SELECTED PASSAGE:
Tuesday, September 27, 2011

Where am I in these stages?

What stage am I at? What is my current, main priority in my life? These questions seem pretty strightforward to answer, but there is a lot more beneath the surface of these questions. Other questions you have to answer before you can even begin to answer those questions. Questions like:
  1. What do I absolutely put first in my life?
  2. Who do I absolutely put first in my life?
  3. Why do I put these first in my life?
  4. When did this change, and when will it change again?
  5. etc
I would love to be able to honestly say that I put school first, but that is not true. It ranks in my top 3, but not number 1. Things I put first in my life, and have always put first in my life are my relationships. My releationship with my immediate family, close family, and my boyfriend. I've always grown up very, very close to my family on my mother's side. So if there is something that is going wrong in my family it always takes first place. I have a cousin who has put this to a test. His addiction has put a huge strain on my, and my family's life. His addiction has kept us up at night, in hospital rooms, on late night telephone calls, and much more. So like I said, it would be great, easy answer to this question, but from what is seen above, its not that simple.
School is very important to me as well. It too takes away my weekends, ability to go on spontaneous trips, but will be so worth it at the end. I will be so glad that I stayed up all night on essays, reports, and projects, instead of going to Mexico for example.This recognition of gratefulness seems far away but I'm postive it will be there.

EXERCISE DATA:
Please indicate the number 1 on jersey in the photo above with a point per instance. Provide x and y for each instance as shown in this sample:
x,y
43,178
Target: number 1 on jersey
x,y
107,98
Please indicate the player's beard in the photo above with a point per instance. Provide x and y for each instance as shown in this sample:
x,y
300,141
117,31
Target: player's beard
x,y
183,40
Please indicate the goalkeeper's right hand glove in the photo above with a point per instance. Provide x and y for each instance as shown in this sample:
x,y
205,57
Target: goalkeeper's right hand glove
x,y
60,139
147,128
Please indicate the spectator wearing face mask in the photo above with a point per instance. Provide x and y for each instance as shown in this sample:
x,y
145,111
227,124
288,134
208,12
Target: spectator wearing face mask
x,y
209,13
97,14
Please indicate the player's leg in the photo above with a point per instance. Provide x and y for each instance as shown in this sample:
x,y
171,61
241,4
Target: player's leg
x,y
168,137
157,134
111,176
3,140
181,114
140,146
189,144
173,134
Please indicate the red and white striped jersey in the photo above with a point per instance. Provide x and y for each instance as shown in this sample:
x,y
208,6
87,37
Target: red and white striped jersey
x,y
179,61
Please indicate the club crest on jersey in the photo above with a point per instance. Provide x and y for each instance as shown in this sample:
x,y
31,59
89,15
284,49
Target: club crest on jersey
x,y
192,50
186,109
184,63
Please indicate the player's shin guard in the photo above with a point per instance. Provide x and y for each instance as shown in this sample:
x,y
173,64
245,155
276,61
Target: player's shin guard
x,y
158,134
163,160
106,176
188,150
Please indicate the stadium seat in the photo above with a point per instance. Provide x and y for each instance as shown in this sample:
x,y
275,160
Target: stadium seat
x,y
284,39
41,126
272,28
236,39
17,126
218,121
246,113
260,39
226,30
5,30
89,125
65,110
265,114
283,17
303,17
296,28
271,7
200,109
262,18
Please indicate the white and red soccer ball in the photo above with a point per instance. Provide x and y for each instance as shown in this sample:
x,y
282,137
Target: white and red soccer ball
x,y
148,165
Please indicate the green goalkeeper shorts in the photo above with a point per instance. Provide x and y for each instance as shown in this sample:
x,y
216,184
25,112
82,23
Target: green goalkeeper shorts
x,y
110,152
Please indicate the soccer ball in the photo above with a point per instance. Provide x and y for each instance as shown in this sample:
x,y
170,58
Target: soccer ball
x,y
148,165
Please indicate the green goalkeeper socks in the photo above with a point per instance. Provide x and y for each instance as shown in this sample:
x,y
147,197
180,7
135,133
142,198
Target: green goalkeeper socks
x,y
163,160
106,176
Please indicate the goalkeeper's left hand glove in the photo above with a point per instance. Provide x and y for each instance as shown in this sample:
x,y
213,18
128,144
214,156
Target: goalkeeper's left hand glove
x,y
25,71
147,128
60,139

QUESTIONS TO ANSWER:
A. Please extract the passage from the blog post on priorities, starting at "What stage am" and ending at "What do I absolutely put first in my life?".
B. Decide whether each statement agrees with the blog post on priorities, answering yes or no with the deciding words quoted: (i) the writer puts school first in life; (ii) the writer grew up close to the family on the mother's side; (iii) a cousin's addiction has strained the writer's family.
C. According to the blog post on priorities, where does school rank among the writer's priorities?

WRITTEN RESPONSES:
A.
What stage am I at? What is my current, main priority in my life? These questions seem pretty strightforward to answer, but there is a lot more beneath the surface of these questions. Other questions you have to answer before you can even begin to answer those questions. Questions like:
  1. What do I absolutely put first in my life?

B.
(i) No: "I would love to be able to honestly say that I put school first, but that is not true."
(ii) Yes: "I've always grown up very, very close to my family on my mother's side."
(iii) Yes: "His addiction has put a huge strain on my, and my family's life."

C. It ranks in the writer's top 3, but not number 1.